**Task statement**
Rewrite the items below with every "this form" changed to "this layout" and nothing else altered.

**Data**
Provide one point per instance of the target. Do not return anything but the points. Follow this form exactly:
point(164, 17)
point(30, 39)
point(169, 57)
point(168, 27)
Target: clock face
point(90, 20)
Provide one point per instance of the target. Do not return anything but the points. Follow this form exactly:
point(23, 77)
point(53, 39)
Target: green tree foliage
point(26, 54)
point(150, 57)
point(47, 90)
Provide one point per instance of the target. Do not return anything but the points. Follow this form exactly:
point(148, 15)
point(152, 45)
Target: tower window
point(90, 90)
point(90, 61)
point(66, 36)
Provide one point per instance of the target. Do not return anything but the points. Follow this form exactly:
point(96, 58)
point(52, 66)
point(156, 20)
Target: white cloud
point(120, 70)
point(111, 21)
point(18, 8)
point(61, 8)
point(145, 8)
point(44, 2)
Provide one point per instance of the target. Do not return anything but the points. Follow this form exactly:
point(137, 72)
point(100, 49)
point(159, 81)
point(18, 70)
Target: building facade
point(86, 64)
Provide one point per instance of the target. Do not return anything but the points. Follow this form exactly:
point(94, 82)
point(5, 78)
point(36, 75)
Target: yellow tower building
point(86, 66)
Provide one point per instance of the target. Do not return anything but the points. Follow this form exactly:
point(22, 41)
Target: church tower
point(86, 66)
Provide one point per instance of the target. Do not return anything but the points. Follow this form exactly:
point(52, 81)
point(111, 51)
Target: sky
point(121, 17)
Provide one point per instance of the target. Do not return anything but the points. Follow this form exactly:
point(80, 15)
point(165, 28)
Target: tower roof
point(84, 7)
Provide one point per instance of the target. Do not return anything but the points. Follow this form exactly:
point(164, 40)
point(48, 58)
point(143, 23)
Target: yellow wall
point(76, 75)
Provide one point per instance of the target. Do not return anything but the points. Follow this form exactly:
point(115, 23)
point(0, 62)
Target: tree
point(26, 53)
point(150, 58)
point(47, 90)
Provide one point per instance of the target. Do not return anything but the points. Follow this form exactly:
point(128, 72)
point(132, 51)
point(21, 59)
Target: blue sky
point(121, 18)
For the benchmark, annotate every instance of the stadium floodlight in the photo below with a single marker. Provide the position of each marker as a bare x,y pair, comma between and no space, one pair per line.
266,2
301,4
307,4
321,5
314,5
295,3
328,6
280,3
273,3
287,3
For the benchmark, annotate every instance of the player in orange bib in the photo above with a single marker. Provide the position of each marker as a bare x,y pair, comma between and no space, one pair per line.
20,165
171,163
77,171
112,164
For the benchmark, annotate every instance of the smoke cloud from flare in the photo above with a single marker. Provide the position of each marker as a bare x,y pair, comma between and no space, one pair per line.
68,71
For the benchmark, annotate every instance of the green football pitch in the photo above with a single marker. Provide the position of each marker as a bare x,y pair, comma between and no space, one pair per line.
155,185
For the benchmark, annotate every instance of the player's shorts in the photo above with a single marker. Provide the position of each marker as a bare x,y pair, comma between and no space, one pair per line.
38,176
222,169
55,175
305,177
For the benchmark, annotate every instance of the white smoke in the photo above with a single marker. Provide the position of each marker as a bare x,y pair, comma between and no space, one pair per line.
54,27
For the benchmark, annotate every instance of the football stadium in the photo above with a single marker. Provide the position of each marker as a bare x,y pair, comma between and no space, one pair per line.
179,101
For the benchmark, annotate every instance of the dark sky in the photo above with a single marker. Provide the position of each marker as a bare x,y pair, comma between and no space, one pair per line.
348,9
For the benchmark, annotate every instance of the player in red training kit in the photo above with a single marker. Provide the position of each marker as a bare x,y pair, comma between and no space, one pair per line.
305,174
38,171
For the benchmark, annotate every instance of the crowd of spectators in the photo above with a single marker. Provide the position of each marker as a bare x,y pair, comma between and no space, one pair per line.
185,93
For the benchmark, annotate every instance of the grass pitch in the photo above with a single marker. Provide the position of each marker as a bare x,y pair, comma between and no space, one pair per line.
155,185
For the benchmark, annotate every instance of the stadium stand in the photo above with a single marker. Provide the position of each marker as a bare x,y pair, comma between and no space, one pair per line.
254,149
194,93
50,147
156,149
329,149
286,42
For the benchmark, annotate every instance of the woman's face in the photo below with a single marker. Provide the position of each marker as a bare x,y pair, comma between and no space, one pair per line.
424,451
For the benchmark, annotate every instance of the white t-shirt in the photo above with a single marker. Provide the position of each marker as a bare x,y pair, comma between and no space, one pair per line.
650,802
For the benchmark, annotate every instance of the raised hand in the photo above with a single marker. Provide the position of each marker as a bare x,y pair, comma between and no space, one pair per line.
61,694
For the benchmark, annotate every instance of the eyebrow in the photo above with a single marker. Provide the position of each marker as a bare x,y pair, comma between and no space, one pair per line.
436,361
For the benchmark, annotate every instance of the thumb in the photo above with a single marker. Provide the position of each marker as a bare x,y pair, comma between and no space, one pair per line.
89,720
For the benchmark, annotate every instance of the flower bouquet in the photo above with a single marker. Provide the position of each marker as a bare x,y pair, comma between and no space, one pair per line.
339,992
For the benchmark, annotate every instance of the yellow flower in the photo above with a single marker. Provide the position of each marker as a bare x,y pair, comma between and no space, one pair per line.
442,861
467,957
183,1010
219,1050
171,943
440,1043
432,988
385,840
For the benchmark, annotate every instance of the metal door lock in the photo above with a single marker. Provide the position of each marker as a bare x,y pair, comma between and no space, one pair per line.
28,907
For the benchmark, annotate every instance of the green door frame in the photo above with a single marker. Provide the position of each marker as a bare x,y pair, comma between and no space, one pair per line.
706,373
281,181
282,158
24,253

**Result of this exercise**
Provide one point per instance of the target. Do not return anything but the points. Follow this layout exactly:
point(164, 17)
point(30, 39)
point(169, 57)
point(168, 27)
Target: clock face
point(90, 20)
Provide one point per instance of the target. Do not return anything but the points. Follow this layout exactly:
point(23, 77)
point(53, 39)
Target: green tree foliage
point(26, 54)
point(150, 57)
point(47, 90)
Provide one point per instance of the target. Do not return anything but the points. Follow this layout exactly:
point(148, 15)
point(152, 45)
Target: tower window
point(90, 90)
point(90, 61)
point(66, 36)
Provide one point per instance of the target. Do not return anything but the points. Follow this layout exactly:
point(96, 58)
point(52, 66)
point(156, 20)
Target: white cloud
point(120, 70)
point(111, 21)
point(18, 8)
point(61, 8)
point(145, 8)
point(44, 2)
Provide one point per instance of the target. Do not return anything but the points. Follow this layout exactly:
point(137, 72)
point(100, 49)
point(159, 81)
point(18, 70)
Target: building facade
point(86, 64)
Provide one point per instance of the target. Do not return anything but the points. Follow this layout exactly:
point(94, 82)
point(5, 78)
point(36, 75)
Target: yellow tower building
point(86, 66)
Provide one point per instance of the target. Do not return anything but the points. Follow this layout exactly:
point(22, 41)
Target: church tower
point(86, 66)
Provide one point per instance of the target. Do not return anything but the points. Follow this layout exactly:
point(52, 81)
point(111, 51)
Target: sky
point(121, 17)
Provide one point per instance of the target. Do not return anything but the points. Follow this layout exactly:
point(80, 15)
point(165, 28)
Target: tower roof
point(84, 7)
Provide one point per instance of the target. Do not return anything but the points. Follow this layout exactly:
point(164, 40)
point(48, 58)
point(143, 23)
Target: yellow wall
point(76, 75)
Provide one point per instance of the target. Do not return anything but the points. Follow this layout exactly:
point(115, 23)
point(0, 62)
Target: tree
point(26, 53)
point(150, 58)
point(47, 90)
Provide one point per instance of the target. Do not return anything but the points. Follow this layout exactly:
point(128, 72)
point(132, 51)
point(21, 59)
Target: blue sky
point(121, 18)
For the benchmark, annotate every instance of the stadium floodlight in the photo below with a single marker. Provide the position of each marker as a bare x,y pair, comma between and no space, one pair per line.
266,2
301,4
307,4
321,5
314,5
295,3
328,6
280,3
273,3
287,3
For the benchmark, annotate every instance of the player in orange bib in the photo above with a single marker. Provide the position of each marker as a bare x,y pair, comma between and no space, one pair per line.
20,165
171,163
77,171
112,164
For the benchmark, annotate every instance of the smoke cloud from flare in the photo above with a single marker. Provide the position of each marker as a bare x,y pair, comma between and no space, one pair per line.
68,71
For the benchmark, annotate every instance of the green football pitch in the photo above with a single marker. Provide the position of each marker as a bare x,y pair, comma between and no space, one pair per line.
155,185
For the benchmark, annotate every instance of the player's shorts in the photo above with a single marker. Provide the position of each marker as a bare x,y pair, comma between and no space, one pair per line.
38,176
222,169
55,175
305,177
For the benchmark, annotate every instance of the white smoke in the photo above with a single marker. Provide the position of each marker as a bare x,y pair, comma between and no space, one pair per line.
54,27
For the benchmark, annotate every instance of the football stadium in the photo above with a single marker. Provide the position of each marker as a bare x,y pair, comma between and no space, one pair per line.
179,101
For the benchmark, annotate every instance of the dark sky in the photo above with a single marker. Provide the position of each marker as a bare x,y pair, comma between and no space, one pair per line.
348,9
For the benchmark, annotate every instance of the player in red training kit in the photo above with a single marker. Provide the position of each marker as a bare x,y pair, comma between and no space, one pair per line.
305,174
38,171
For the benchmark, annotate every instance of the crowd of spectators in the photo above with a single marker. Provide the position of each marker as a bare x,y pair, comma between and no space, one pair per line.
185,93
For the benchmark, annotate every instance of the grass pitch in the photo above with a single marker. Provide the position of each marker as a bare x,y pair, comma between and no space, one pair per line.
155,185
For the benchmark, annotate every instance of the stadium stand in the photo above with a single marker. Provide the position of each marker as a bare x,y pair, comma between and no space, one pair per line.
254,149
194,93
50,147
156,149
329,149
286,42
For the benchmark, annotate every instance of the woman's face in the photo below with a single marker. Provide the position of each marker as a bare x,y pair, comma between and no space, one pair per line.
424,451
For the benchmark, annotate every instance of the white t-shirt in the photo above with a single marker. Provide the position of each marker as a bare x,y pair, comma between and no space, one pair per line.
650,802
For the benchmark, annotate every instance of the raised hand in the photo above with a single marker. Provide the position of each marker as a bare x,y pair, comma between and no space, one pair per line.
61,694
For the benchmark, annotate every instance of the eyebrow in the photo above with a single marker. Provide the position of each marker as a bare x,y pair, comma between and no space, one pair per line.
436,361
For the benchmark, annotate every instance of the thumb in the photo above with a single marker. Provide the position of each marker as a bare x,y pair, comma between and no space, one pair per line.
89,720
For the benchmark, annotate every instance of the flower bouquet in the photo above with a single marker. Provide the position of each marker as a bare x,y pair, comma between and no space, one pair per line.
339,992
For the benchmark, annotate every instance of the yellow flower in the photo above with a single marker. Provide the position of each marker as a bare x,y pair, comma between and no space, one pair per line.
442,861
467,957
183,1010
219,1050
171,943
440,1043
432,988
385,840
For the benchmark, annotate every instance of the metal door lock in the photo above with a single marker. Provide the position of each marker as a bare x,y pair, comma between and no space, one pair per line.
28,907
For the benchmark, annotate every instance of the green door frame in the photo above with a single marker. Provide the position of each marker as a bare x,y pair, comma between and no space, one pair per line.
706,373
281,181
282,158
24,253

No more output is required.